### EXTRACT
[Start of Attachment]

- Other names: EAH

= Exercise-associated hyponatremia =

Exercise-associated hyponatremia (EAH) is a fluid-electrolyte disorder caused by a decrease in sodium levels (hyponatremia) during or up to 24 hours after prolonged physical activity. This disorder can develop when marathon runners or endurance event athletes drink more fluid, usually water or sports drinks, than their kidneys can excrete. This excess water can severely dilute the level of sodium in the blood needed for organs, especially the brain, to function properly.

The incidence of EAH in athletes has increased in recent years, especially in the United States, as marathon races and endurance events have become more popular. A recent study showed 13% of the Boston 2002 marathon runners experienced EAH; most cases were mild. Eight deaths from EAH have been documented since 1985.

==Symptoms and signs==
Symptoms may be absent or mild for the early onset of EAH and can include impaired exercise performance, nausea, vomiting, headache, bloating, and swelling of hands, legs, and feet. As water retention increases, weight gain may also occur. More severe symptoms include pulmonary edema and hyponatremic encephalopathy. Symptoms of hyponatremic encephalopathy are associated with an altered level of consciousness and can include sullenness, sleepiness, withdrawing from social interaction, photophobia, and seizures.

==Causes==
The primary causes of EAH include excessive fluid retention during exercise with a significant sodium deficit and excessive fluid intake leading to an increase in total body water resulting in a reduction in blood sodium levels.

Athlete-specific risk factors are being of female sex, use of non-steroidal anti-inflammatory drugs [NSAIDs], slow running, excessive fluid ingestion, low body weight, and event inexperience. Event-specific risk factors are high availability of drinking fluids, duration of exercise exceeding four hours, unusually hot environmental conditions, and extreme cold temperature.

==Mechanism==
Sodium is an important electrolyte needed for maintaining blood pressure. Sodium is mainly found in the body fluids that surround the cells and is necessary for nerves, muscles, and other body tissues to function properly.

[End of Attachment]

Please reproduce, word for word, the passage of the hyponatremia article that begins with the words containing "The incidence of" and ends with "documented since 1985.".

### RECORDS SUPPLIED
[Start of Attachment]

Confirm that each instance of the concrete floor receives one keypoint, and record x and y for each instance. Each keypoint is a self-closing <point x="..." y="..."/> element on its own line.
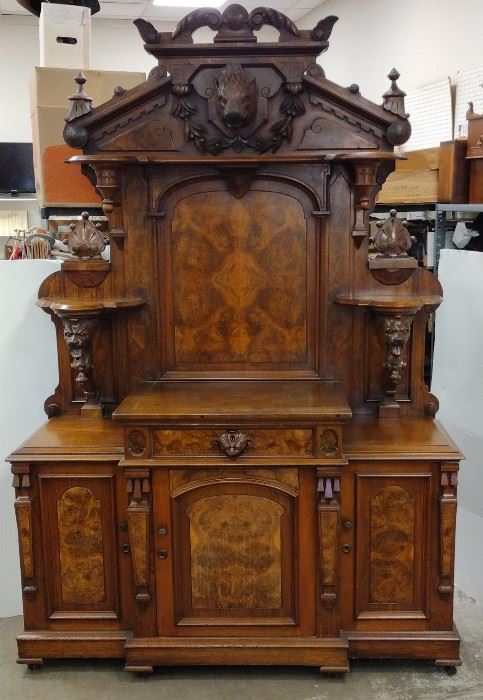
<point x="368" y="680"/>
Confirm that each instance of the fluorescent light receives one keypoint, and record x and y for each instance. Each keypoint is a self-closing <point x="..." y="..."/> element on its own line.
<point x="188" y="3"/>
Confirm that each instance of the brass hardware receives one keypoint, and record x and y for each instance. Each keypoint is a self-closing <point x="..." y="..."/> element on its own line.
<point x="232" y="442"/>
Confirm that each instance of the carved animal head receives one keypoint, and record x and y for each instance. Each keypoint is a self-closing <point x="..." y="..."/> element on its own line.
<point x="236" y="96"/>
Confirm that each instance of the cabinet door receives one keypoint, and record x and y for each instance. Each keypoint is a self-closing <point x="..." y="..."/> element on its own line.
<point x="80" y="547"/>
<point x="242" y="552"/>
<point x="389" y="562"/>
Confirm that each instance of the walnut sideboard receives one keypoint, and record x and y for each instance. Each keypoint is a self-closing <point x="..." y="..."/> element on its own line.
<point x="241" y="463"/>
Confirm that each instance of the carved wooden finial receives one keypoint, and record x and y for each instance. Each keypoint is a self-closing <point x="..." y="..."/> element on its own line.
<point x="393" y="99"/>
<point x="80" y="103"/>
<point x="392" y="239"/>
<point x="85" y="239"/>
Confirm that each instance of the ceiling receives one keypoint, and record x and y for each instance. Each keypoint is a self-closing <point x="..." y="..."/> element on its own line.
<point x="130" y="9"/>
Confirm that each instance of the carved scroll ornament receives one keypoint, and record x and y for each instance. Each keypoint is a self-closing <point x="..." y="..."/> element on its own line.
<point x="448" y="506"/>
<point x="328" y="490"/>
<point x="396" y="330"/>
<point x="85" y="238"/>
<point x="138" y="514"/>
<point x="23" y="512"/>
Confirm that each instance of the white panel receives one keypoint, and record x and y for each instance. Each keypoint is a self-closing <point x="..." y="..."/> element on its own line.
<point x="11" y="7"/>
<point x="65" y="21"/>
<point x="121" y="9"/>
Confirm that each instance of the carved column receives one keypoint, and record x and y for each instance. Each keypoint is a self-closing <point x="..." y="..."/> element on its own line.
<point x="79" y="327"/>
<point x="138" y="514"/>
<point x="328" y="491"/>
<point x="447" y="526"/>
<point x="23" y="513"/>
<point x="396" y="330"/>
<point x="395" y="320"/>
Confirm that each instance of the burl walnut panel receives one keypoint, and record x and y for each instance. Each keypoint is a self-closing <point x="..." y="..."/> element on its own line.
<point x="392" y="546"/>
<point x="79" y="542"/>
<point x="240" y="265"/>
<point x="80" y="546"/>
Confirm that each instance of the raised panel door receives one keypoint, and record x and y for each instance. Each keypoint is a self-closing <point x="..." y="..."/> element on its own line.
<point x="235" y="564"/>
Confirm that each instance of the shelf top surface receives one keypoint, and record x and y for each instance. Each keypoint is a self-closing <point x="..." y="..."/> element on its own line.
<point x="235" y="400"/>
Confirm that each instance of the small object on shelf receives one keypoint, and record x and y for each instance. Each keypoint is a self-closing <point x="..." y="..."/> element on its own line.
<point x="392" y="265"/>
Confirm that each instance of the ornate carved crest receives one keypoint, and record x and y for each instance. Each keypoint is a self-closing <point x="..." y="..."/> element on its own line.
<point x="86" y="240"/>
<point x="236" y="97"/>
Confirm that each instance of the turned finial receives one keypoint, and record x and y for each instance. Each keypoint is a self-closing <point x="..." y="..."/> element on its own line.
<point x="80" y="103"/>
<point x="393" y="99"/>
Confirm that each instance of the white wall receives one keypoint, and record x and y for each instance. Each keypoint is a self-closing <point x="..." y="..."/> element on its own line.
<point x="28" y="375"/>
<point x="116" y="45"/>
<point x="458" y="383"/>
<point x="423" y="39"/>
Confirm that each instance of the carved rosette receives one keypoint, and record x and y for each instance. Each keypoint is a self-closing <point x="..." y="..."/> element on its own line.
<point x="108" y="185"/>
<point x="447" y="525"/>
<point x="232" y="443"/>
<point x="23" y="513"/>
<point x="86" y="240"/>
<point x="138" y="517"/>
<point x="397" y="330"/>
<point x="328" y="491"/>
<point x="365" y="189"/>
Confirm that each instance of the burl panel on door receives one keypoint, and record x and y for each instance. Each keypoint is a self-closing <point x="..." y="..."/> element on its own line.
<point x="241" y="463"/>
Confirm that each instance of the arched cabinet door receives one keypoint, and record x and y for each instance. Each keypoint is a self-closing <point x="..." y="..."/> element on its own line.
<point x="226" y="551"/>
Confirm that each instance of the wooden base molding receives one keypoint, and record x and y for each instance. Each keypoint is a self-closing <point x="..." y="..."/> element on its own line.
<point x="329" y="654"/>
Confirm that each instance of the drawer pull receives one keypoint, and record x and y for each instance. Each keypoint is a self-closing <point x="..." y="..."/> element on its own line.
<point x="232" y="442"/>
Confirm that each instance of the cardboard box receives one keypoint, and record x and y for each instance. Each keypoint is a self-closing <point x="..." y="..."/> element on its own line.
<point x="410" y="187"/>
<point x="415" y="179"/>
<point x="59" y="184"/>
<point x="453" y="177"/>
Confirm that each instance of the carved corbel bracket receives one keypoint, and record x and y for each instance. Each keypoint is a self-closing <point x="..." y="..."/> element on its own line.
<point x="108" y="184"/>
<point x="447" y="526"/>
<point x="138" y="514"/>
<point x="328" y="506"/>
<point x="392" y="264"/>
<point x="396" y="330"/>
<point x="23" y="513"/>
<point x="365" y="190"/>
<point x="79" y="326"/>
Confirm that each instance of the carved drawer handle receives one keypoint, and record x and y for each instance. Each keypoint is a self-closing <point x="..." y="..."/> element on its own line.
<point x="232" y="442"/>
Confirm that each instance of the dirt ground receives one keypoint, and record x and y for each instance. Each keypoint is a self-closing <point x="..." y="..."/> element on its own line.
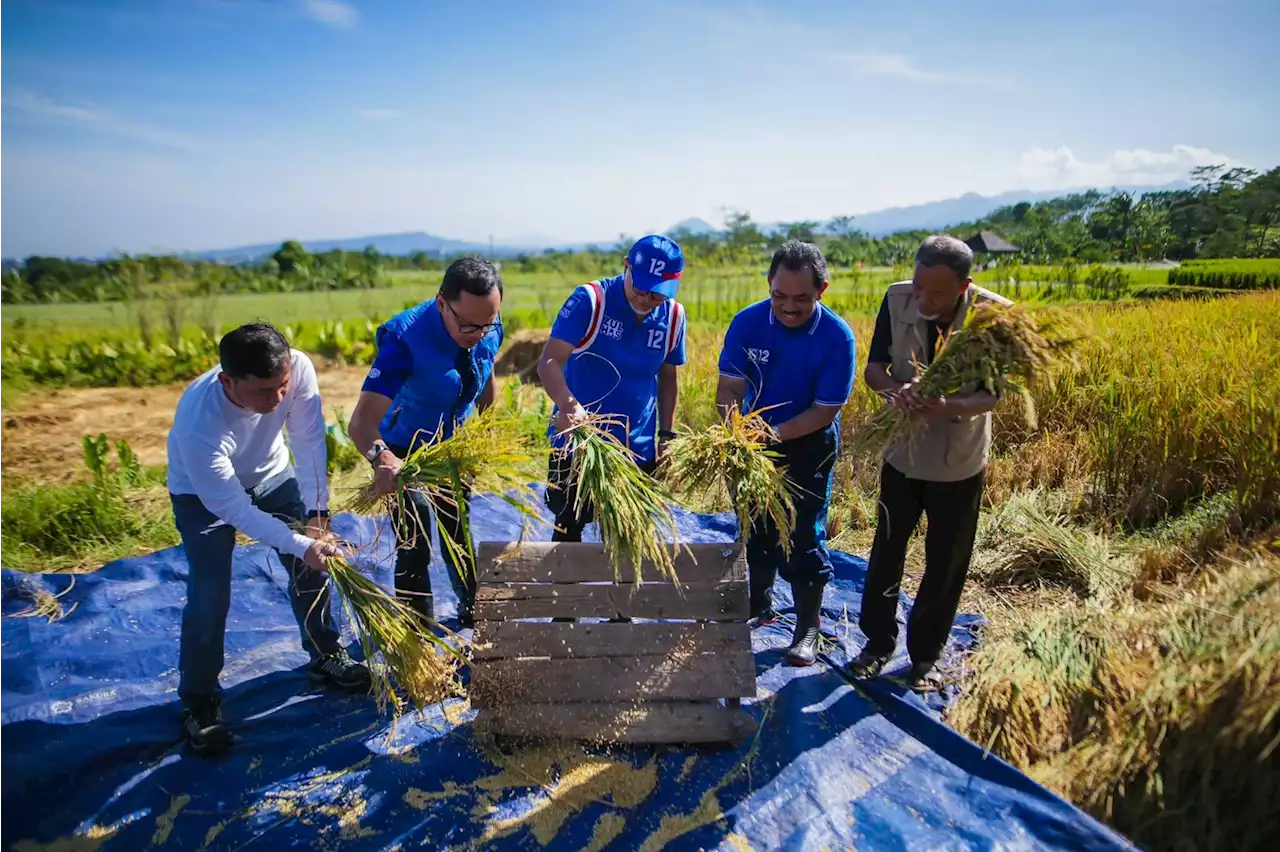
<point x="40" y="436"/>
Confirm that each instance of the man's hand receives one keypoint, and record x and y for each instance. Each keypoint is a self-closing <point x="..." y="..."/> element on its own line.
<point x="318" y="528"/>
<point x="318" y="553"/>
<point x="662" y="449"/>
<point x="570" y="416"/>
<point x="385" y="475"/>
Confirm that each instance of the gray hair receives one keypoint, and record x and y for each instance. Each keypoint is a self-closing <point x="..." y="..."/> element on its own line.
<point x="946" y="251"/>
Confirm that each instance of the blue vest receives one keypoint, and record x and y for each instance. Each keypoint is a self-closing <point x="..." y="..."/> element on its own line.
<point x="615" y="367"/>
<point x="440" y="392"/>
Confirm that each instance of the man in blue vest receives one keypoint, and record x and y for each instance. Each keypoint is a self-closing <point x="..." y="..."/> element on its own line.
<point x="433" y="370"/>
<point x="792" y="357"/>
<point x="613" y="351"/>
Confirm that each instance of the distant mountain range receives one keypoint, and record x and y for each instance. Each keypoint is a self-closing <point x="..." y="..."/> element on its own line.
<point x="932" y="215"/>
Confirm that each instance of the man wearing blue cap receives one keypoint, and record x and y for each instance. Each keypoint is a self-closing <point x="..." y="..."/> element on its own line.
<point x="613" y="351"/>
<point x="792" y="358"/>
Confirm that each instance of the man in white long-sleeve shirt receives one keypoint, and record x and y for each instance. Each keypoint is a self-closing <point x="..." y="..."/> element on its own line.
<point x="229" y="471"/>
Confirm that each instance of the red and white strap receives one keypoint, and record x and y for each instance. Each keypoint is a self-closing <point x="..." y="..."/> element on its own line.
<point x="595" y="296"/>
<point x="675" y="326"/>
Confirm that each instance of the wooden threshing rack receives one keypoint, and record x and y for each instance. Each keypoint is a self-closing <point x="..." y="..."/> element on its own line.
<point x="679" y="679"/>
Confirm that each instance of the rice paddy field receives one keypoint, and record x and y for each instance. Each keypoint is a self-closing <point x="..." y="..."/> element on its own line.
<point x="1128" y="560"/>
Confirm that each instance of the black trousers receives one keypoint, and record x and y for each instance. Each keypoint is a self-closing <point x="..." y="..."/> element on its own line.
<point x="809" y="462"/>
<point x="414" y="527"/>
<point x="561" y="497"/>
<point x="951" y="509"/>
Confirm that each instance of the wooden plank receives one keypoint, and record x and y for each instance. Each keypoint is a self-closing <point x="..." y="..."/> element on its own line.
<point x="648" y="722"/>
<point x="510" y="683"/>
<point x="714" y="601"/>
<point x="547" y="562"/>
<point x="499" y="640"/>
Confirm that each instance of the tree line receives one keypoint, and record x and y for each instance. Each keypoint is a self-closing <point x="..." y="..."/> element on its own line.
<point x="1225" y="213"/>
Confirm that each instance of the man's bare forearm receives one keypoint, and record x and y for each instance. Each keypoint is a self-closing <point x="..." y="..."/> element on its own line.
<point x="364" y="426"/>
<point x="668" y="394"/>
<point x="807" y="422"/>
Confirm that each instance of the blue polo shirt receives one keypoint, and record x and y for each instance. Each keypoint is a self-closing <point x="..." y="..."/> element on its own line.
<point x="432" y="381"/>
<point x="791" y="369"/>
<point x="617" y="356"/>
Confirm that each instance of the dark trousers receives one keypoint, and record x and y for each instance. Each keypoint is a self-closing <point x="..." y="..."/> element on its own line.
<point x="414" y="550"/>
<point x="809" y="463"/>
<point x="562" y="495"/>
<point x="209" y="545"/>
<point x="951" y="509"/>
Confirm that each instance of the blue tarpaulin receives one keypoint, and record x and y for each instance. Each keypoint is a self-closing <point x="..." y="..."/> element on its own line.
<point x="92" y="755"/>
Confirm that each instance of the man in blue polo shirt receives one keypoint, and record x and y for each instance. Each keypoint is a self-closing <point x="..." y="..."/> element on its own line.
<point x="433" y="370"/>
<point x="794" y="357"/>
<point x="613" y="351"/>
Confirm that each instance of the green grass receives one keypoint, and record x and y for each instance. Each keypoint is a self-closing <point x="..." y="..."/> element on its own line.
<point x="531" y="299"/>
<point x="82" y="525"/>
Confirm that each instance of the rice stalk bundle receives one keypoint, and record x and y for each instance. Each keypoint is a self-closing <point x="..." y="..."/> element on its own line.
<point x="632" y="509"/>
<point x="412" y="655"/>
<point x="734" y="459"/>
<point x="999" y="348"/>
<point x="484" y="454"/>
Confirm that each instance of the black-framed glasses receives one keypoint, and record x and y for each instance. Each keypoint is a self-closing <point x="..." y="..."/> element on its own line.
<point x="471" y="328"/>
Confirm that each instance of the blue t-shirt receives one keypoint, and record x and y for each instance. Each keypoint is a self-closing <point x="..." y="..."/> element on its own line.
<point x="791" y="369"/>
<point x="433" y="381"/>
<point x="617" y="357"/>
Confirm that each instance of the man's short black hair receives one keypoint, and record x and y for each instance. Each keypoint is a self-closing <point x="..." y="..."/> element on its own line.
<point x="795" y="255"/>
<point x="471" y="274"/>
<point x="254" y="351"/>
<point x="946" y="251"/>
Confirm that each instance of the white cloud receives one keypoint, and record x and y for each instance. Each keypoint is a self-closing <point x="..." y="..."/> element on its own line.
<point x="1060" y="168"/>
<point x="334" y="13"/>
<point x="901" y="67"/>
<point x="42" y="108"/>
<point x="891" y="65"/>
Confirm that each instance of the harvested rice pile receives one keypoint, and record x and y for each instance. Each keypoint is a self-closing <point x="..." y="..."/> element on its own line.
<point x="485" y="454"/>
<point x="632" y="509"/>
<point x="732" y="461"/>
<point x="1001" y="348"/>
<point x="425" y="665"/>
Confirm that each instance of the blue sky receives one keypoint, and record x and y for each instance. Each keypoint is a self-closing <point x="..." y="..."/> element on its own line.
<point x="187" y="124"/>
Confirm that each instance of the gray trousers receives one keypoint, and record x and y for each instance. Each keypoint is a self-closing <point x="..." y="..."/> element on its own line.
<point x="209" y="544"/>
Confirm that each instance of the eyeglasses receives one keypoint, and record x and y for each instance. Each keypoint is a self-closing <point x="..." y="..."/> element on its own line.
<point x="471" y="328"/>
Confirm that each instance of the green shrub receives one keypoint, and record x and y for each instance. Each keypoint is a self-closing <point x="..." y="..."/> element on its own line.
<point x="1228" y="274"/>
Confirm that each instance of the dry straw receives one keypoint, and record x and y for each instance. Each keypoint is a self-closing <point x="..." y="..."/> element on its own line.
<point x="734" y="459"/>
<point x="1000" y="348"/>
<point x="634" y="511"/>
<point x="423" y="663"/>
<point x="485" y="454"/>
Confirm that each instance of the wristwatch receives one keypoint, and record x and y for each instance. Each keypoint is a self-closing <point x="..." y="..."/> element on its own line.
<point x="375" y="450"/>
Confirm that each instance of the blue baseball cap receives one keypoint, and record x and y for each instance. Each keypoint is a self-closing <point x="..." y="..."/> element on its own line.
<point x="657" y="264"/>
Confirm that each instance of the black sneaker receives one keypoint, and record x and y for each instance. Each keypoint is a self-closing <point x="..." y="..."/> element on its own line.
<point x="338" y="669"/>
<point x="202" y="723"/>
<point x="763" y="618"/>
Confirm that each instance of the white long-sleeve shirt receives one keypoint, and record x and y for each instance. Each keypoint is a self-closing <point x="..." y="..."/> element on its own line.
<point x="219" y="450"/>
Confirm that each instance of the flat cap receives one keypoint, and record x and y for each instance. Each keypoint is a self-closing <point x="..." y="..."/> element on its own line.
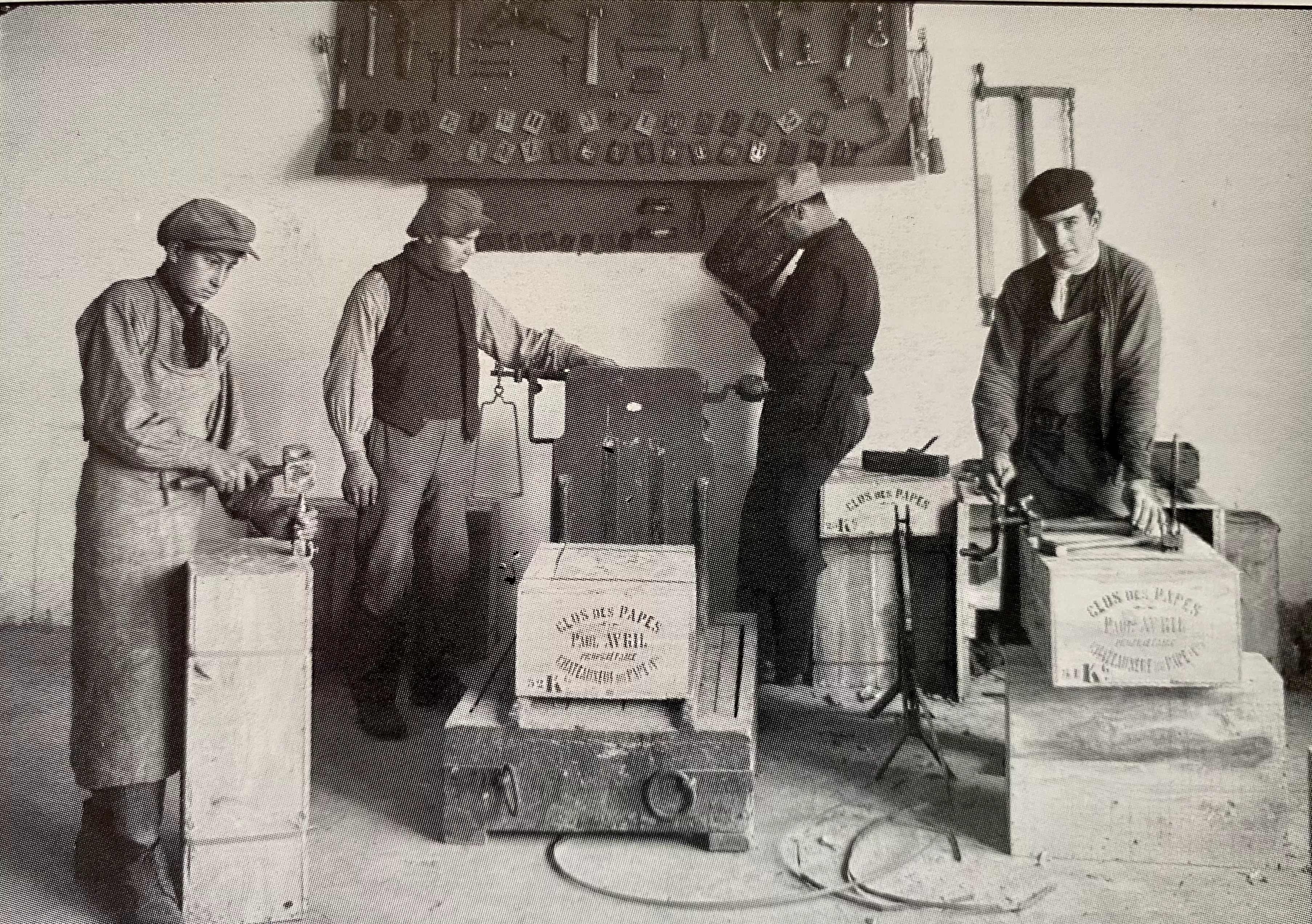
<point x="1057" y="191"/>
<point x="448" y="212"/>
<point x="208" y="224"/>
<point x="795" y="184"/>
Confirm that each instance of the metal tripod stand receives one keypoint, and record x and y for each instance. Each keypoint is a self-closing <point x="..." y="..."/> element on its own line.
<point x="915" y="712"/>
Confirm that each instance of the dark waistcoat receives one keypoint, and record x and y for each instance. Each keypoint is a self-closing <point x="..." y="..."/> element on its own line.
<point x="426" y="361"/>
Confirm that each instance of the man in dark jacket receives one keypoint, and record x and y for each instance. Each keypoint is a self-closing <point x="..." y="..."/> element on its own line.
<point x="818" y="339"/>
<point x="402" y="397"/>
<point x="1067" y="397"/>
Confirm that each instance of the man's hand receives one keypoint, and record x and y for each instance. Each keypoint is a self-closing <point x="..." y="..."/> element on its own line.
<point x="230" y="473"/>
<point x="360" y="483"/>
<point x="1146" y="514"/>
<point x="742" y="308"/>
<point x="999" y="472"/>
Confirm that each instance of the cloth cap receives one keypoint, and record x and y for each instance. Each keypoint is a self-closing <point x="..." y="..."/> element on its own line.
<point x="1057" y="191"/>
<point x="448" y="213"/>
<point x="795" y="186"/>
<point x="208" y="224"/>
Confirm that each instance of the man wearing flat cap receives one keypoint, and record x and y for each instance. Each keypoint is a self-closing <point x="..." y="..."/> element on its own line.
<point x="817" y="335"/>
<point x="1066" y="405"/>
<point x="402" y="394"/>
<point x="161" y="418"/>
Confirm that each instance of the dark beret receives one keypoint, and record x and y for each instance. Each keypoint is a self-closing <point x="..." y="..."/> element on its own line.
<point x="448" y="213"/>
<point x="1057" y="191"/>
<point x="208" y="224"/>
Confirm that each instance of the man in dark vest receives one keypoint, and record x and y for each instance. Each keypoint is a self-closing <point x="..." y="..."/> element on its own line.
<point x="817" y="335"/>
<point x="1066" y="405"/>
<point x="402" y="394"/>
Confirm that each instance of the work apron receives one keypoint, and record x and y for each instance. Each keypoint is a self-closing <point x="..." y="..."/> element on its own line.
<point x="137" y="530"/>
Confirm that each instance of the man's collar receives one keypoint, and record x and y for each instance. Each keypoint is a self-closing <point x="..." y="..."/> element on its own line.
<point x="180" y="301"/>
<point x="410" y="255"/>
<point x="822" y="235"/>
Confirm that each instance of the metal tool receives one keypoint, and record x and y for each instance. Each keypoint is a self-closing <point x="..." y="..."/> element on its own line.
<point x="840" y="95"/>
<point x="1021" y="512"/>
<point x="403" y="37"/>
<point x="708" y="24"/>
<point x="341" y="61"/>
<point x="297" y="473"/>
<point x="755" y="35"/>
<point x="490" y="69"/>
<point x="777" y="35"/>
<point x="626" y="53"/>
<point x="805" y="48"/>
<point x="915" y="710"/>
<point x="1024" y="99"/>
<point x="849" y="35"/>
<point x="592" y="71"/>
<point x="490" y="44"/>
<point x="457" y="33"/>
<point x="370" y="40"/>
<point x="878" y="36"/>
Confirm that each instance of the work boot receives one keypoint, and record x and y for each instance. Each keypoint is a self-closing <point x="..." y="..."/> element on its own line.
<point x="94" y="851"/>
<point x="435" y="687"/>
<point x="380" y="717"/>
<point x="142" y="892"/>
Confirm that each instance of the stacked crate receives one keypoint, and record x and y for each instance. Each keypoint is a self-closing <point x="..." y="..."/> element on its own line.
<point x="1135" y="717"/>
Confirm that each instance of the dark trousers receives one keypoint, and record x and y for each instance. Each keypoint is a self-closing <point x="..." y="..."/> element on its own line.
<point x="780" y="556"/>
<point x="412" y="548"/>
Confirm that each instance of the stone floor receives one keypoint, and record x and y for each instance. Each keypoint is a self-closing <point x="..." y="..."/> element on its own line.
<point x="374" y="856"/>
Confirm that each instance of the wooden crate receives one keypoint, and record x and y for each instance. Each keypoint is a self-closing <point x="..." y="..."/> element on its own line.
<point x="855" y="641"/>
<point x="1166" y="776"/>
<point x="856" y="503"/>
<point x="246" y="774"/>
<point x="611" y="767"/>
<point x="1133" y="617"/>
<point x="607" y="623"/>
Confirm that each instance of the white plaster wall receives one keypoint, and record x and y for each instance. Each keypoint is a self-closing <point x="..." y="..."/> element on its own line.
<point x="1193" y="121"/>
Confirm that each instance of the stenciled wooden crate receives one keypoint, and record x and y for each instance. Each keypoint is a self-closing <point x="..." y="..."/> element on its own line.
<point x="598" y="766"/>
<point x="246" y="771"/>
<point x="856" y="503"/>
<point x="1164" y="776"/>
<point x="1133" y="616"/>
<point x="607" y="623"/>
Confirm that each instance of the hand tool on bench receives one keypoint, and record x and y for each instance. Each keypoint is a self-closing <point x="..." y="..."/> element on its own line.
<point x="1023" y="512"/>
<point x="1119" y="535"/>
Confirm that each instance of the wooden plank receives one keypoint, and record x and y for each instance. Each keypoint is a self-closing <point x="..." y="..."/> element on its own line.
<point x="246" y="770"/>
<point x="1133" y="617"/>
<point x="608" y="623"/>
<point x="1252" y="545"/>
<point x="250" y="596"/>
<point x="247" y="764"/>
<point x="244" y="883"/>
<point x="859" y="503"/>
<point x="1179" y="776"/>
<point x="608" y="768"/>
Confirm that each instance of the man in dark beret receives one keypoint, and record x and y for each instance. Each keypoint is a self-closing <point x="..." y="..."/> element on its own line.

[End of Attachment]

### RESPONSE
The incidence of EAH in athletes has increased in recent years, especially in the United States, as marathon races and endurance events have become more popular. A recent study showed 13% of the Boston 2002 marathon runners experienced EAH; most cases were mild. Eight deaths from EAH have been documented since 1985.